WRITTEN EXERCISE -
Reproduce the lines from the first one through the line containing "207], [501, 202]]", with "owl eye" changed to "owl pupil" and nothing else altered; leave the pictures out.

MATERIAL PROVIDED -
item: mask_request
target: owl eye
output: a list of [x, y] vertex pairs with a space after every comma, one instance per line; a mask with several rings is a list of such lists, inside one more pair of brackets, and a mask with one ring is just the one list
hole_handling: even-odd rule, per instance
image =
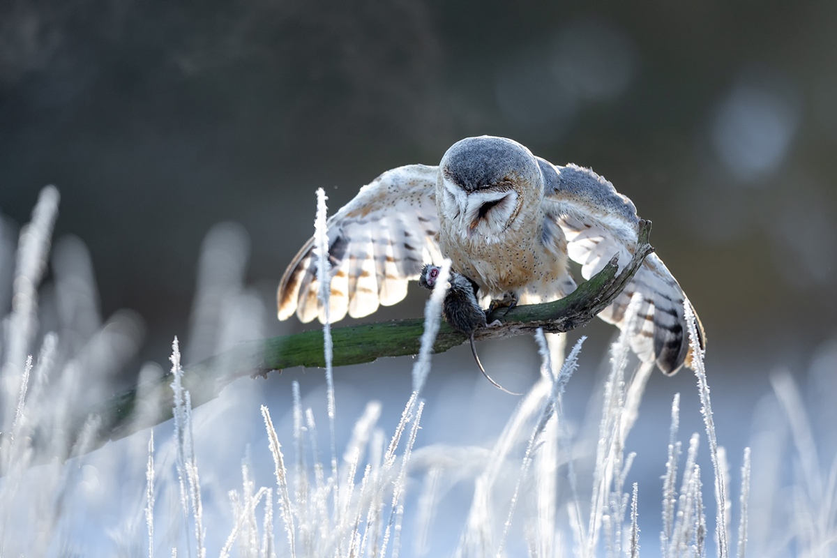
[[505, 200], [505, 197], [501, 197], [499, 200], [492, 200], [490, 202], [486, 202], [480, 207], [480, 212], [477, 215], [478, 219], [481, 219], [490, 212], [493, 207], [496, 207], [501, 202]]

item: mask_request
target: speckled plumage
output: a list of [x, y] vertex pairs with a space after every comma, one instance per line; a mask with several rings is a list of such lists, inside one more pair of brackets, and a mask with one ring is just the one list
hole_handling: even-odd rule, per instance
[[[478, 285], [482, 304], [509, 294], [521, 304], [553, 300], [575, 289], [567, 257], [582, 264], [585, 279], [615, 253], [626, 264], [638, 223], [633, 202], [588, 169], [556, 166], [506, 138], [466, 138], [439, 166], [385, 172], [329, 219], [330, 315], [333, 321], [360, 317], [401, 300], [423, 264], [443, 257]], [[282, 278], [280, 320], [295, 312], [304, 322], [323, 320], [313, 250], [309, 241]], [[599, 316], [627, 327], [634, 293], [643, 302], [631, 346], [672, 374], [689, 359], [683, 291], [651, 254]]]

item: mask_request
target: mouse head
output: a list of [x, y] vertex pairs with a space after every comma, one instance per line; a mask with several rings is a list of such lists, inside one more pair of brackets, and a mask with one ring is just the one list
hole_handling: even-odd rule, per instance
[[433, 290], [436, 286], [436, 280], [439, 279], [440, 268], [438, 265], [425, 264], [422, 268], [421, 275], [418, 277], [418, 284], [425, 289]]

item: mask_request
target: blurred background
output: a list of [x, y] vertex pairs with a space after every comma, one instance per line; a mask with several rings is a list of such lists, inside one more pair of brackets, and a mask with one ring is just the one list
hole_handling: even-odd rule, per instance
[[[112, 391], [143, 362], [167, 368], [175, 335], [192, 332], [191, 361], [219, 347], [215, 332], [196, 333], [208, 322], [193, 305], [213, 284], [247, 285], [236, 308], [250, 325], [233, 328], [236, 339], [316, 327], [280, 323], [275, 296], [313, 233], [317, 187], [333, 212], [381, 172], [435, 165], [463, 137], [511, 137], [556, 164], [593, 168], [654, 222], [652, 244], [707, 333], [719, 441], [735, 471], [754, 409], [770, 414], [757, 406], [771, 371], [803, 382], [819, 371], [809, 389], [825, 400], [837, 376], [834, 29], [837, 4], [763, 0], [11, 0], [0, 5], [0, 233], [15, 240], [40, 188], [59, 187], [47, 279], [94, 285], [83, 295], [95, 315], [75, 329], [117, 315], [131, 339], [145, 334]], [[213, 228], [219, 222], [239, 224]], [[13, 271], [0, 268], [0, 315]], [[418, 316], [425, 298], [411, 287], [366, 320]], [[50, 315], [43, 305], [44, 328], [61, 323], [59, 306]], [[124, 308], [134, 312], [114, 314]], [[584, 333], [570, 414], [583, 414], [614, 330], [597, 322]], [[531, 340], [483, 345], [506, 387], [537, 377]], [[434, 360], [428, 397], [438, 408], [454, 404], [450, 382], [471, 390], [470, 359], [460, 348]], [[338, 402], [341, 385], [358, 402], [401, 401], [411, 364], [337, 370]], [[382, 366], [395, 378], [382, 383]], [[308, 376], [321, 382], [319, 371]], [[287, 381], [271, 380], [283, 401]], [[684, 432], [702, 432], [693, 383], [688, 371], [651, 379], [637, 425], [657, 437], [650, 489], [671, 394], [688, 394]], [[476, 417], [508, 397], [479, 393], [459, 411]], [[504, 402], [490, 408], [511, 411], [515, 401]], [[470, 433], [488, 439], [505, 420]], [[647, 505], [659, 517], [655, 496]]]

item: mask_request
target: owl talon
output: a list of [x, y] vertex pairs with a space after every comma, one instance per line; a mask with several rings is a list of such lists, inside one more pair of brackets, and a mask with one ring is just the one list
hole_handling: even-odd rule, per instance
[[494, 299], [488, 305], [488, 310], [485, 311], [485, 315], [489, 315], [491, 312], [495, 311], [499, 308], [506, 308], [506, 312], [503, 313], [505, 316], [508, 314], [512, 308], [517, 305], [520, 301], [520, 298], [517, 296], [517, 293], [506, 293], [501, 299]]

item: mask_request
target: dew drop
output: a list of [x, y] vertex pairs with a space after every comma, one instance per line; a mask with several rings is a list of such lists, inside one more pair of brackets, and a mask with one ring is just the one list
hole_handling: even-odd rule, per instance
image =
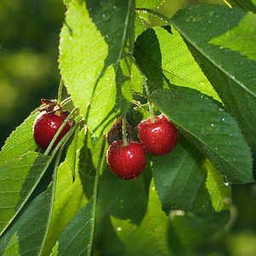
[[111, 42], [112, 38], [111, 38], [110, 36], [108, 36], [108, 35], [106, 35], [106, 36], [105, 36], [105, 39], [106, 39], [106, 42], [107, 42], [107, 43], [109, 43], [109, 42]]
[[102, 20], [103, 21], [107, 21], [108, 20], [110, 20], [111, 18], [111, 13], [109, 12], [105, 12], [102, 15]]
[[224, 184], [225, 185], [225, 186], [230, 186], [230, 182], [228, 182], [228, 181], [224, 181]]

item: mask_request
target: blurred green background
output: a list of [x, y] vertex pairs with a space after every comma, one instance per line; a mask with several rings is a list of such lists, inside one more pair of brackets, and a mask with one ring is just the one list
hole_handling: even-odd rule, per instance
[[[167, 0], [160, 11], [172, 16], [190, 4], [220, 0]], [[0, 147], [9, 133], [40, 105], [57, 97], [59, 33], [66, 7], [61, 0], [0, 1]], [[161, 25], [152, 17], [152, 24]], [[256, 255], [256, 186], [233, 186], [231, 231], [202, 241], [191, 255]]]

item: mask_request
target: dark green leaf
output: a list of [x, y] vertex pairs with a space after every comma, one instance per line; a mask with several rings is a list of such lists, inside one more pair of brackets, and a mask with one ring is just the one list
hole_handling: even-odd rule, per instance
[[79, 129], [77, 129], [73, 135], [73, 140], [72, 140], [71, 143], [68, 145], [68, 148], [67, 150], [67, 161], [72, 171], [73, 179], [75, 179], [79, 134]]
[[[134, 56], [149, 79], [149, 90], [190, 87], [219, 100], [179, 33], [170, 26], [149, 28], [136, 41]], [[168, 80], [167, 80], [168, 79]], [[152, 88], [151, 85], [154, 85]]]
[[206, 188], [204, 156], [183, 137], [174, 150], [153, 157], [153, 177], [162, 208], [189, 212], [212, 211]]
[[255, 15], [197, 5], [180, 11], [172, 22], [247, 137], [256, 143]]
[[12, 222], [32, 195], [49, 157], [29, 152], [0, 166], [0, 233]]
[[[104, 255], [124, 255], [125, 247], [119, 241], [113, 227], [111, 216], [119, 219], [130, 219], [138, 225], [143, 220], [148, 206], [147, 175], [150, 170], [144, 170], [137, 180], [123, 180], [115, 177], [108, 167], [99, 180], [96, 245]], [[149, 172], [149, 173], [148, 173]]]
[[229, 6], [239, 7], [246, 11], [256, 13], [256, 2], [253, 0], [225, 0]]
[[[165, 0], [137, 0], [137, 8], [148, 8], [151, 9], [159, 9]], [[150, 14], [146, 12], [139, 12], [138, 15], [149, 22]]]
[[89, 255], [94, 234], [92, 203], [89, 201], [64, 230], [59, 241], [58, 255]]
[[43, 253], [49, 255], [55, 241], [75, 214], [86, 204], [80, 175], [73, 182], [67, 160], [58, 169], [55, 204]]
[[128, 110], [132, 100], [134, 9], [134, 0], [75, 0], [67, 12], [61, 33], [61, 73], [96, 137]]
[[155, 90], [150, 100], [228, 181], [254, 181], [250, 148], [236, 119], [218, 102], [179, 86]]
[[214, 210], [216, 212], [228, 210], [231, 203], [231, 187], [208, 160], [203, 166], [207, 172], [206, 186]]
[[230, 217], [228, 211], [218, 213], [172, 211], [169, 241], [174, 254], [183, 255], [179, 253], [180, 248], [177, 247], [177, 243], [191, 250], [191, 247], [206, 242], [211, 236], [213, 238], [212, 235], [224, 229], [230, 218], [234, 216]]
[[111, 218], [114, 230], [125, 245], [124, 255], [170, 255], [169, 221], [160, 207], [154, 182], [150, 185], [146, 215], [137, 226], [129, 219]]

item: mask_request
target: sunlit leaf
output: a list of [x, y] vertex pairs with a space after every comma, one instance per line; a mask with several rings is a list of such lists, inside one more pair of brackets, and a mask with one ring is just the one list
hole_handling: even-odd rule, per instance
[[216, 212], [228, 210], [231, 203], [231, 187], [209, 160], [204, 162], [204, 167], [207, 171], [206, 186], [213, 208]]
[[64, 230], [59, 241], [58, 255], [88, 255], [94, 234], [92, 206], [90, 201]]
[[111, 218], [117, 236], [125, 245], [124, 255], [170, 255], [168, 218], [161, 210], [154, 182], [149, 190], [148, 212], [139, 225]]
[[124, 255], [125, 247], [119, 241], [111, 216], [130, 219], [139, 224], [147, 211], [147, 172], [137, 180], [123, 180], [106, 168], [99, 180], [96, 248], [107, 255]]
[[20, 211], [49, 165], [49, 157], [29, 152], [0, 166], [0, 230]]
[[50, 218], [54, 187], [38, 195], [0, 240], [0, 254], [39, 255]]
[[[253, 158], [236, 119], [219, 102], [195, 90], [173, 86], [150, 96], [155, 106], [231, 183], [251, 183]], [[200, 113], [200, 114], [199, 114]]]
[[72, 170], [67, 161], [58, 169], [55, 189], [52, 217], [43, 251], [44, 255], [49, 254], [67, 224], [87, 202], [81, 177], [78, 174], [73, 182]]
[[155, 189], [166, 214], [171, 210], [212, 212], [204, 160], [183, 137], [170, 154], [153, 157]]
[[137, 38], [134, 55], [154, 87], [168, 88], [171, 83], [196, 89], [219, 99], [183, 38], [173, 27], [148, 29]]
[[172, 22], [247, 137], [256, 143], [255, 15], [197, 5], [178, 12]]
[[[159, 9], [164, 2], [165, 0], [137, 0], [136, 7], [156, 9]], [[150, 15], [148, 13], [139, 12], [138, 15], [147, 21], [149, 21]]]
[[126, 112], [132, 100], [134, 9], [133, 0], [76, 0], [67, 12], [61, 33], [61, 73], [96, 136]]

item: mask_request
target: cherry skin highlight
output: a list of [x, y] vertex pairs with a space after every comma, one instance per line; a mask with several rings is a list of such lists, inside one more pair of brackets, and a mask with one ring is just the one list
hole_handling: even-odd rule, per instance
[[136, 179], [143, 172], [147, 163], [146, 150], [138, 142], [113, 142], [107, 150], [107, 161], [113, 174], [124, 179]]
[[178, 131], [163, 114], [141, 121], [137, 125], [137, 136], [145, 149], [154, 155], [170, 153], [177, 144]]
[[[33, 137], [35, 143], [41, 149], [46, 150], [50, 141], [66, 119], [67, 113], [61, 113], [61, 116], [59, 116], [55, 113], [49, 114], [46, 112], [42, 112], [37, 117], [33, 125]], [[55, 148], [63, 136], [70, 130], [72, 123], [72, 119], [68, 120], [55, 141], [51, 150]]]

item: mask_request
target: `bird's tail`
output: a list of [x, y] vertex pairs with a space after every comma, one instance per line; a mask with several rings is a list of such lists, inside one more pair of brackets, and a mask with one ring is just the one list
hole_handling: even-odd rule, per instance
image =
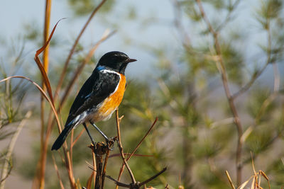
[[66, 139], [67, 136], [70, 132], [72, 129], [74, 127], [74, 125], [66, 125], [64, 130], [61, 132], [60, 134], [59, 134], [58, 137], [54, 142], [53, 147], [51, 147], [51, 150], [58, 150], [61, 147], [63, 144], [64, 142]]

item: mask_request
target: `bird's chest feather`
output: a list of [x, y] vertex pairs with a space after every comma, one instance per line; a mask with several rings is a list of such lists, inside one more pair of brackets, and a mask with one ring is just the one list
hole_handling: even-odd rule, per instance
[[98, 121], [109, 119], [111, 114], [121, 103], [124, 94], [126, 80], [124, 75], [120, 75], [121, 79], [116, 90], [102, 102], [98, 113], [94, 116], [95, 118], [93, 118], [94, 120]]

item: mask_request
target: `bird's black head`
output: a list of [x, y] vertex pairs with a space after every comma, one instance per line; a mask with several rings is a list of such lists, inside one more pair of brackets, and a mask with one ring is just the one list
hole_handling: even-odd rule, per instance
[[102, 57], [96, 69], [106, 68], [124, 74], [127, 64], [134, 61], [136, 61], [136, 59], [130, 59], [123, 52], [112, 51]]

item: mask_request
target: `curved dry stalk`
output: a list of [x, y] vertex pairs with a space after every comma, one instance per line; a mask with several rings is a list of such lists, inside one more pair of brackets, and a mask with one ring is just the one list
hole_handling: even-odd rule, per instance
[[28, 81], [30, 81], [31, 83], [32, 83], [34, 86], [36, 86], [36, 87], [40, 91], [40, 92], [41, 93], [41, 94], [45, 97], [45, 98], [48, 101], [49, 104], [50, 105], [50, 107], [54, 113], [54, 115], [55, 115], [55, 118], [56, 118], [56, 121], [58, 123], [58, 125], [59, 125], [60, 127], [60, 122], [59, 121], [59, 118], [58, 118], [58, 113], [56, 112], [55, 108], [53, 105], [53, 103], [52, 103], [51, 100], [48, 98], [48, 95], [45, 93], [45, 91], [43, 91], [43, 88], [36, 82], [34, 82], [33, 80], [31, 80], [31, 79], [26, 77], [26, 76], [9, 76], [7, 78], [5, 78], [2, 80], [0, 80], [0, 83], [9, 80], [13, 78], [20, 78], [20, 79], [23, 79], [26, 80], [28, 80]]
[[127, 171], [129, 171], [130, 177], [131, 178], [132, 183], [136, 183], [136, 181], [135, 181], [134, 176], [132, 173], [131, 169], [129, 167], [129, 164], [126, 161], [126, 159], [125, 159], [124, 154], [124, 149], [122, 147], [121, 144], [121, 138], [120, 135], [120, 127], [119, 127], [119, 110], [118, 109], [116, 110], [116, 129], [117, 129], [117, 137], [118, 137], [118, 144], [119, 144], [119, 151], [120, 154], [121, 155], [122, 161], [124, 161], [124, 164], [125, 164]]
[[68, 55], [68, 57], [65, 61], [65, 63], [64, 64], [64, 67], [63, 67], [63, 70], [61, 72], [61, 75], [60, 75], [60, 78], [59, 79], [58, 81], [58, 84], [56, 87], [55, 93], [54, 93], [54, 98], [56, 98], [58, 97], [58, 95], [59, 93], [59, 91], [61, 88], [62, 84], [63, 83], [63, 80], [65, 77], [66, 75], [66, 71], [67, 71], [67, 69], [69, 65], [69, 62], [71, 59], [72, 56], [73, 55], [74, 51], [75, 50], [75, 47], [77, 46], [77, 45], [79, 42], [80, 39], [81, 38], [81, 36], [83, 35], [85, 29], [87, 28], [87, 27], [89, 25], [89, 22], [92, 21], [92, 18], [94, 17], [94, 16], [96, 14], [96, 13], [97, 12], [97, 11], [99, 11], [99, 9], [102, 7], [102, 6], [106, 1], [106, 0], [102, 0], [101, 1], [101, 3], [99, 3], [99, 4], [94, 9], [94, 11], [92, 11], [92, 13], [91, 13], [91, 15], [89, 16], [88, 20], [87, 21], [86, 23], [84, 25], [83, 28], [82, 28], [81, 31], [80, 32], [78, 36], [77, 37], [75, 41], [74, 42], [74, 44], [71, 48], [71, 50]]

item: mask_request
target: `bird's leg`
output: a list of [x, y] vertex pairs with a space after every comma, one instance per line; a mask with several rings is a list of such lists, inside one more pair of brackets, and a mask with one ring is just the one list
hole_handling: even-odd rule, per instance
[[99, 129], [99, 127], [97, 127], [96, 125], [94, 125], [94, 122], [92, 122], [90, 121], [89, 123], [91, 123], [91, 125], [93, 125], [93, 127], [94, 127], [94, 128], [96, 128], [96, 130], [97, 130], [99, 133], [101, 133], [101, 134], [104, 137], [104, 138], [106, 139], [106, 142], [108, 143], [109, 140], [109, 138], [106, 137], [106, 135], [104, 134], [104, 132], [102, 132], [102, 131], [101, 131], [101, 130]]
[[89, 131], [88, 130], [88, 127], [87, 127], [86, 123], [83, 122], [83, 125], [84, 127], [84, 129], [86, 130], [87, 132], [88, 133], [89, 137], [91, 139], [91, 142], [94, 145], [94, 147], [96, 147], [96, 143], [94, 142], [93, 137], [92, 137], [91, 134], [89, 133]]
[[113, 144], [114, 144], [113, 140], [111, 139], [111, 141], [109, 141], [109, 138], [106, 137], [106, 135], [104, 134], [104, 132], [102, 132], [102, 131], [101, 131], [101, 130], [99, 129], [99, 127], [97, 127], [96, 125], [94, 125], [94, 122], [92, 122], [90, 121], [89, 123], [91, 123], [91, 125], [93, 125], [93, 127], [94, 127], [94, 128], [96, 128], [96, 130], [97, 130], [99, 133], [101, 133], [101, 134], [102, 134], [102, 135], [104, 137], [104, 138], [106, 139], [106, 144], [107, 144], [107, 147], [109, 148], [109, 150], [111, 150], [111, 151], [114, 150], [114, 148], [111, 148], [111, 146], [112, 146]]

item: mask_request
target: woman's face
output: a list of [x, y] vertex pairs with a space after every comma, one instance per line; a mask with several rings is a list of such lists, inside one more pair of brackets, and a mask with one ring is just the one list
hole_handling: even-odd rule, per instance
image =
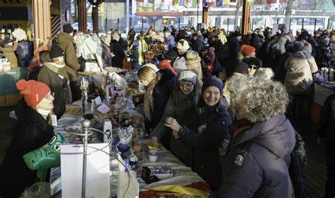
[[255, 65], [249, 65], [249, 69], [248, 69], [248, 71], [249, 71], [249, 76], [254, 76], [254, 72], [256, 71], [256, 70], [258, 69], [258, 66], [255, 66]]
[[189, 95], [193, 91], [194, 85], [187, 81], [180, 81], [179, 82], [179, 89], [184, 95]]
[[240, 120], [246, 118], [247, 113], [245, 112], [245, 98], [241, 97], [236, 103], [236, 120]]
[[41, 102], [38, 103], [36, 107], [45, 110], [52, 110], [54, 108], [54, 103], [52, 103], [54, 100], [54, 96], [49, 92], [49, 93], [42, 99]]
[[208, 106], [216, 105], [221, 97], [220, 90], [216, 86], [208, 87], [202, 94], [202, 98], [205, 103]]

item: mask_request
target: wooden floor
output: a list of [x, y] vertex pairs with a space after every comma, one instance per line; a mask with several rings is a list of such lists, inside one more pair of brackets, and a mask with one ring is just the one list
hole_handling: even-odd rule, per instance
[[[11, 141], [12, 129], [8, 115], [13, 110], [13, 107], [0, 107], [0, 163]], [[323, 197], [327, 179], [326, 154], [317, 142], [317, 124], [308, 118], [291, 120], [291, 122], [305, 143], [307, 158], [305, 197]]]

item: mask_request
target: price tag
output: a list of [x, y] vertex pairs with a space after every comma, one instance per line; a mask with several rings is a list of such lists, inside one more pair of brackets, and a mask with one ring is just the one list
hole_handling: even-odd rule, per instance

RESPONSE TO THE EXERCISE -
item: mask_request
target: owl pupil
output: a list of [x, y] vertex pairs with a space after every comma, one instance per line; a mask with several rings is a list of such lists, inside one more pair of brackets, and a mask with one ring is just the one list
hole_handling: even-odd rule, per instance
image =
[[505, 200], [505, 197], [501, 197], [499, 200], [492, 200], [490, 202], [486, 202], [480, 207], [480, 212], [477, 215], [478, 219], [481, 219], [490, 212], [493, 207], [496, 207], [501, 202]]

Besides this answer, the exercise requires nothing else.